> **Instructions for the task**: Please repeat the records below exactly, skipping any pictures.

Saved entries

___

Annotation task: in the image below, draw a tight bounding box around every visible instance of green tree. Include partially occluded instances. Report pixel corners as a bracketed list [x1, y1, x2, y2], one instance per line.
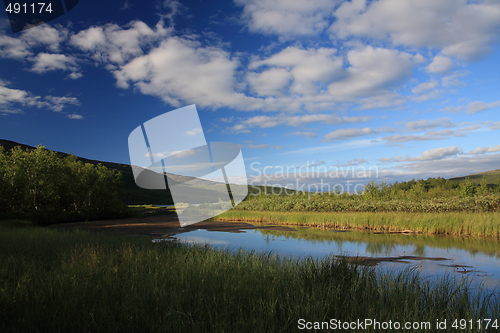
[363, 180, 379, 199]
[460, 177, 477, 197]
[410, 179, 427, 198]
[0, 147, 14, 214]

___

> **Your solution**:
Annotation task: in the image below, draw a tight bounding box around every visible instance of green tree. Include partially occluded instances. Report pixel corners as a bracketed list [x1, y1, x2, y2], one instance per line.
[363, 180, 379, 199]
[460, 177, 477, 197]
[410, 179, 427, 198]
[0, 147, 14, 214]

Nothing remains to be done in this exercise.